→ Prompt:
All lines from the one with "Where can the black background" through the last are to be given again exactly as they stand in the data below, and only those.

→ Data in this exercise:
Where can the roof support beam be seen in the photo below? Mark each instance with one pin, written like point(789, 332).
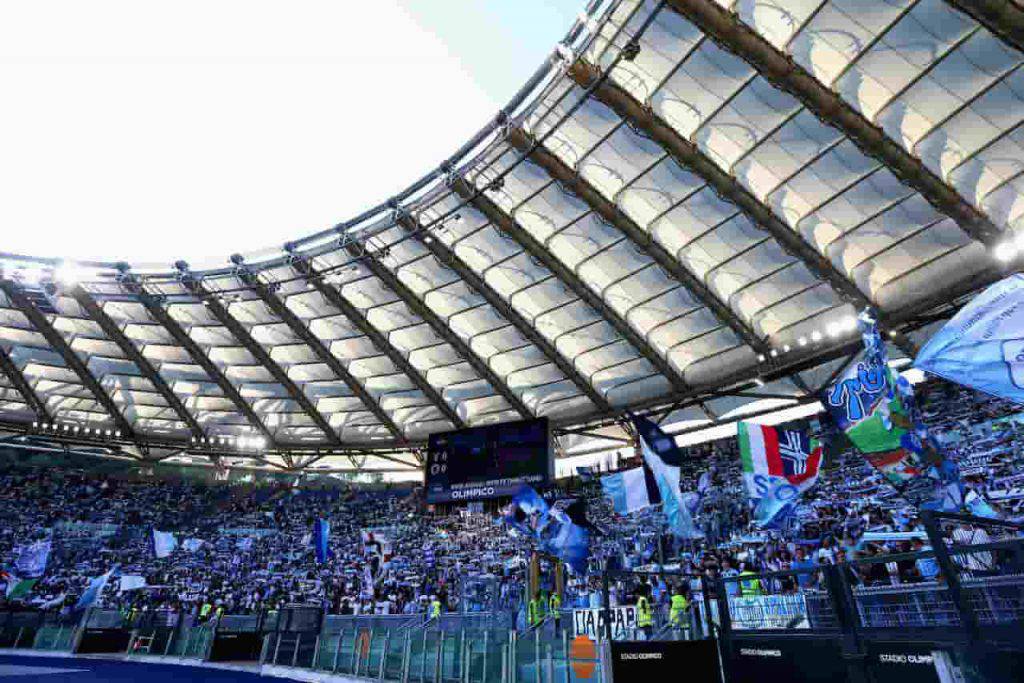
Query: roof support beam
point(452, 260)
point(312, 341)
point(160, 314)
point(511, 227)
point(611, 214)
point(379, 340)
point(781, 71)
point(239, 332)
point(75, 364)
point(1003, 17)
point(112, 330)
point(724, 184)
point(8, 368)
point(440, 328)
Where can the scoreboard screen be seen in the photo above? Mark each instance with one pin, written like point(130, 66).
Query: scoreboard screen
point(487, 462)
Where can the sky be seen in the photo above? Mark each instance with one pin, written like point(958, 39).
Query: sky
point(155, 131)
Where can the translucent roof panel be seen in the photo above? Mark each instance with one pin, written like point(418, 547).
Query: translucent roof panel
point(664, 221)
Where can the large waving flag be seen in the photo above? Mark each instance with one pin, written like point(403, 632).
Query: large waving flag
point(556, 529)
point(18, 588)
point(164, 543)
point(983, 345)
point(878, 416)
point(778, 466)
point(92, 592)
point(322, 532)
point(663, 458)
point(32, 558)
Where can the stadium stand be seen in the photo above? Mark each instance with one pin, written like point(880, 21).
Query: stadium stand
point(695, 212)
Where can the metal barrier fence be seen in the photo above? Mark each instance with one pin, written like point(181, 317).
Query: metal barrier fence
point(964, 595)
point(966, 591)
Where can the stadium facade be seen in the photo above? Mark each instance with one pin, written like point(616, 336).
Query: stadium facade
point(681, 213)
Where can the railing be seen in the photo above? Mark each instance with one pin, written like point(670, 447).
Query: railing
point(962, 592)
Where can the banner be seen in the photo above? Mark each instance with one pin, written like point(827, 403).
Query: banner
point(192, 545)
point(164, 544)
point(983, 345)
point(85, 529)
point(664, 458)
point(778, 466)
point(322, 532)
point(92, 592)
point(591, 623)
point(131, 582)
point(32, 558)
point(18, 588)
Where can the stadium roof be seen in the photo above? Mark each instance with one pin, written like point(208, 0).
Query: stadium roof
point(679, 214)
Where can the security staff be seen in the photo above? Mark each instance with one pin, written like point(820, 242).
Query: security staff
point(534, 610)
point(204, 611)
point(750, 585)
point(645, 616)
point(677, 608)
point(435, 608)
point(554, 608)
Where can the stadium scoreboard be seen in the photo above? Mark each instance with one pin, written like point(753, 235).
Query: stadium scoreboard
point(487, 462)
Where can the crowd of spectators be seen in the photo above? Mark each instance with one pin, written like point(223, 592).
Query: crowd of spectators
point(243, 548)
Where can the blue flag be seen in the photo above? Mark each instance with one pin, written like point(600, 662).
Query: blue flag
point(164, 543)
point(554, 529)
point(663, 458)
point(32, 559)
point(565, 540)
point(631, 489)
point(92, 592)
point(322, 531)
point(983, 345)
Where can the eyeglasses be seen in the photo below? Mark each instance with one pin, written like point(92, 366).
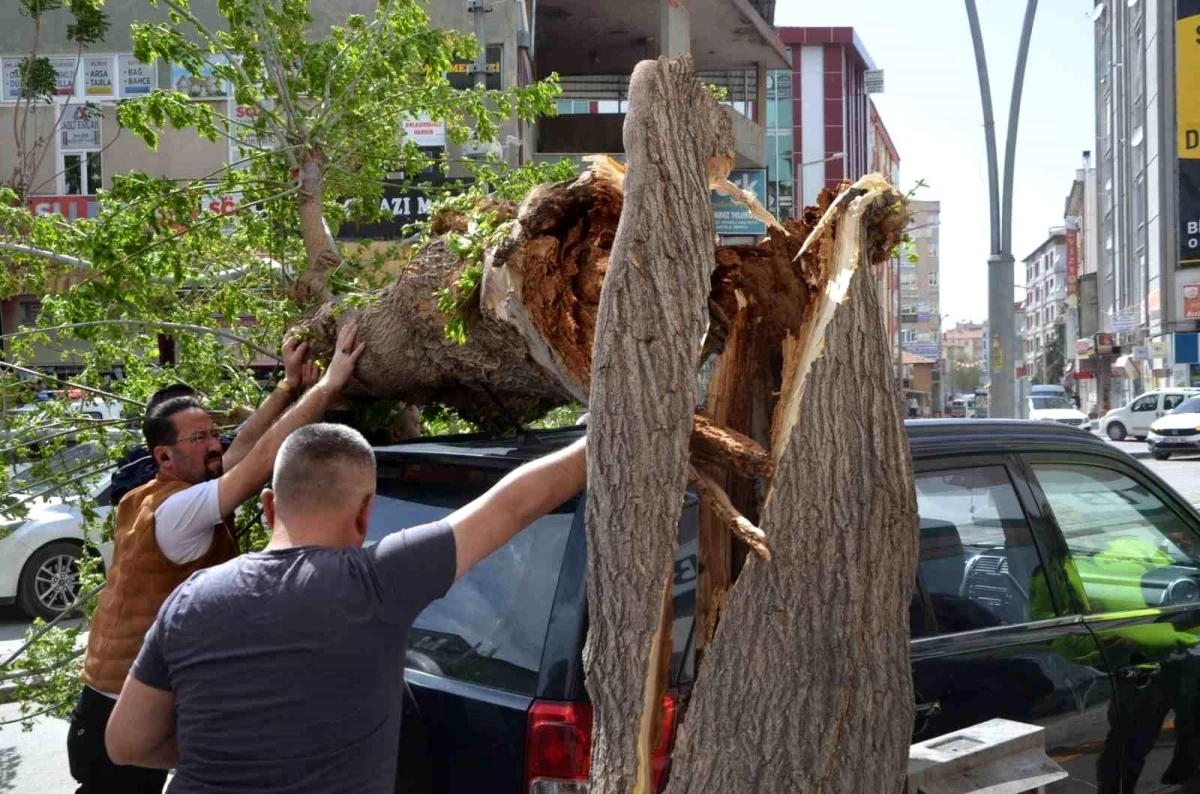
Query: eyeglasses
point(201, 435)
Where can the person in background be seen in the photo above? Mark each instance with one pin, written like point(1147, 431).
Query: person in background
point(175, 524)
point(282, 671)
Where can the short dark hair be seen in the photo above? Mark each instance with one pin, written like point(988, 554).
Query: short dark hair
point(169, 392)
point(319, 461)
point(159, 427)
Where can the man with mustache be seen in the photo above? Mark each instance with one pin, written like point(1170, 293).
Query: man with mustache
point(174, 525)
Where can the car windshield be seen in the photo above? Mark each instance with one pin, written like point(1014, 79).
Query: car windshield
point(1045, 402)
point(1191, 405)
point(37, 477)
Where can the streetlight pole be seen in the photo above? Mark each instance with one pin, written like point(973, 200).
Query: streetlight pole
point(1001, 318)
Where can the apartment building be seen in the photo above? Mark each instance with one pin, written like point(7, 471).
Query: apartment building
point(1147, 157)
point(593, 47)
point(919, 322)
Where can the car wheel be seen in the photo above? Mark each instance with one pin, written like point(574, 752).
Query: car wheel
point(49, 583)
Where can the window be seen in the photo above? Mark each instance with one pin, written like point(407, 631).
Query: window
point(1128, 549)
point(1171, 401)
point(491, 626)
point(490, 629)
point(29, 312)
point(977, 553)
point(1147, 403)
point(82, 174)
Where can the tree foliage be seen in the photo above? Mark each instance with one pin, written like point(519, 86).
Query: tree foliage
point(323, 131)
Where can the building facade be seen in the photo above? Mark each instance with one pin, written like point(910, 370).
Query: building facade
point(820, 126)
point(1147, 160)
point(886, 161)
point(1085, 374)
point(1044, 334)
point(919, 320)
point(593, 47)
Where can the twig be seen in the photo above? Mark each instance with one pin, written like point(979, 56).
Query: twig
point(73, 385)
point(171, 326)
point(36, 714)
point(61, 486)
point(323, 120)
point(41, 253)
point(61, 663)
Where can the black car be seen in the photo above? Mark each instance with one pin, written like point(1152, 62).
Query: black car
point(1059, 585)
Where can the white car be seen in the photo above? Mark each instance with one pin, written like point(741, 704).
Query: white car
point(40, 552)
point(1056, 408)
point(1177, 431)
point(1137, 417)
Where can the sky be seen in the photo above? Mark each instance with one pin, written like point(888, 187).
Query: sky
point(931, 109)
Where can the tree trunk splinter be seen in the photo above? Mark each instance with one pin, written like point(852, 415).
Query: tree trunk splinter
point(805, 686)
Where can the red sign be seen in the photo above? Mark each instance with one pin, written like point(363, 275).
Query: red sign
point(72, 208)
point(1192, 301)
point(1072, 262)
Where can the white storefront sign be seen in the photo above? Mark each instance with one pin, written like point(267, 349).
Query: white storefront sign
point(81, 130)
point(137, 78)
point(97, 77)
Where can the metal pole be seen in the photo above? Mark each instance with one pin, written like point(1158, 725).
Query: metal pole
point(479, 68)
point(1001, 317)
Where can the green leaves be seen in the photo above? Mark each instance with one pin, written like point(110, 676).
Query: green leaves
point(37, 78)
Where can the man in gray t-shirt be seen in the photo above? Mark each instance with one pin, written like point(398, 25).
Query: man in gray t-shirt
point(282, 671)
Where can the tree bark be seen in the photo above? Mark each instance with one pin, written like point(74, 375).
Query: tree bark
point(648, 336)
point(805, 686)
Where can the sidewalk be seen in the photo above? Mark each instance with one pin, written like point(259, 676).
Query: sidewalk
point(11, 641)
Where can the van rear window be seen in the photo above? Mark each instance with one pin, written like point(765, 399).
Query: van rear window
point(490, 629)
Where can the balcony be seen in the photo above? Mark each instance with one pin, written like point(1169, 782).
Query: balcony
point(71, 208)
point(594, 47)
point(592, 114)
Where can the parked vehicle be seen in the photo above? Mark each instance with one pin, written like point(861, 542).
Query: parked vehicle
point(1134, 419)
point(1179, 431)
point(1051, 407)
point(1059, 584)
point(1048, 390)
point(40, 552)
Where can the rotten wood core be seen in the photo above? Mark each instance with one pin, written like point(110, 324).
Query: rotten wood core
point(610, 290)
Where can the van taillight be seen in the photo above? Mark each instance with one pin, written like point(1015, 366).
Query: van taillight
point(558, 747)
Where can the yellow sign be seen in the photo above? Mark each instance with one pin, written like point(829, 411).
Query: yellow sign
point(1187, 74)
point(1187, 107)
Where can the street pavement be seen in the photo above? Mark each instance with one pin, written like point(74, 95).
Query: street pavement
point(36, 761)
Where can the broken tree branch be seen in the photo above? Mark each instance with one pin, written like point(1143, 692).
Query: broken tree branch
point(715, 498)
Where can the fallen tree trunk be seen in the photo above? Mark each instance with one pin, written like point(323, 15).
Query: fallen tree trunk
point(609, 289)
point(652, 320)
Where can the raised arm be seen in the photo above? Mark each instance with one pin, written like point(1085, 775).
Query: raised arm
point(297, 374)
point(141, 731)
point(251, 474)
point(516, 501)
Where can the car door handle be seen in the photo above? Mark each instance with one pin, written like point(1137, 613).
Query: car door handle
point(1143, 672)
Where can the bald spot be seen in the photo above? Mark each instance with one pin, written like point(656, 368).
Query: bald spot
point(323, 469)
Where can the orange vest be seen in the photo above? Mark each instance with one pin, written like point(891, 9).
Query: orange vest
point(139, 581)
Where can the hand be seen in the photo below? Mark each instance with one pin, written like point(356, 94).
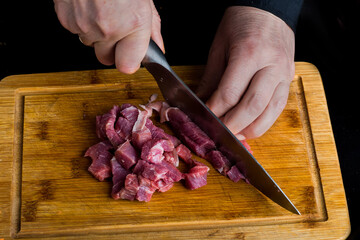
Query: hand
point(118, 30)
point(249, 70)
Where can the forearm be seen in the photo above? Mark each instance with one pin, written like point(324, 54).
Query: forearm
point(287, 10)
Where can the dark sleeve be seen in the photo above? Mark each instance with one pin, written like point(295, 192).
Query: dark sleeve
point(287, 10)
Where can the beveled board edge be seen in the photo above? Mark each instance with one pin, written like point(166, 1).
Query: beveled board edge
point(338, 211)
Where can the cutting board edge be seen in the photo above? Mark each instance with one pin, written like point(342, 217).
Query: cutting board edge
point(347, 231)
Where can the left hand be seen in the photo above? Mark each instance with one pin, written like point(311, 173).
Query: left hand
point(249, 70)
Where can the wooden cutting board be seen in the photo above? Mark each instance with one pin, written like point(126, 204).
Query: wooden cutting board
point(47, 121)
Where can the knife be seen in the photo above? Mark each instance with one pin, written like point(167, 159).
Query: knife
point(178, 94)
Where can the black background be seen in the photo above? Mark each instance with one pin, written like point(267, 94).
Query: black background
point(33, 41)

→ Response area:
Where can the black background be seen in the photo above? Mark each instance with one pin, written like point(267, 94).
Query: black background
point(33, 41)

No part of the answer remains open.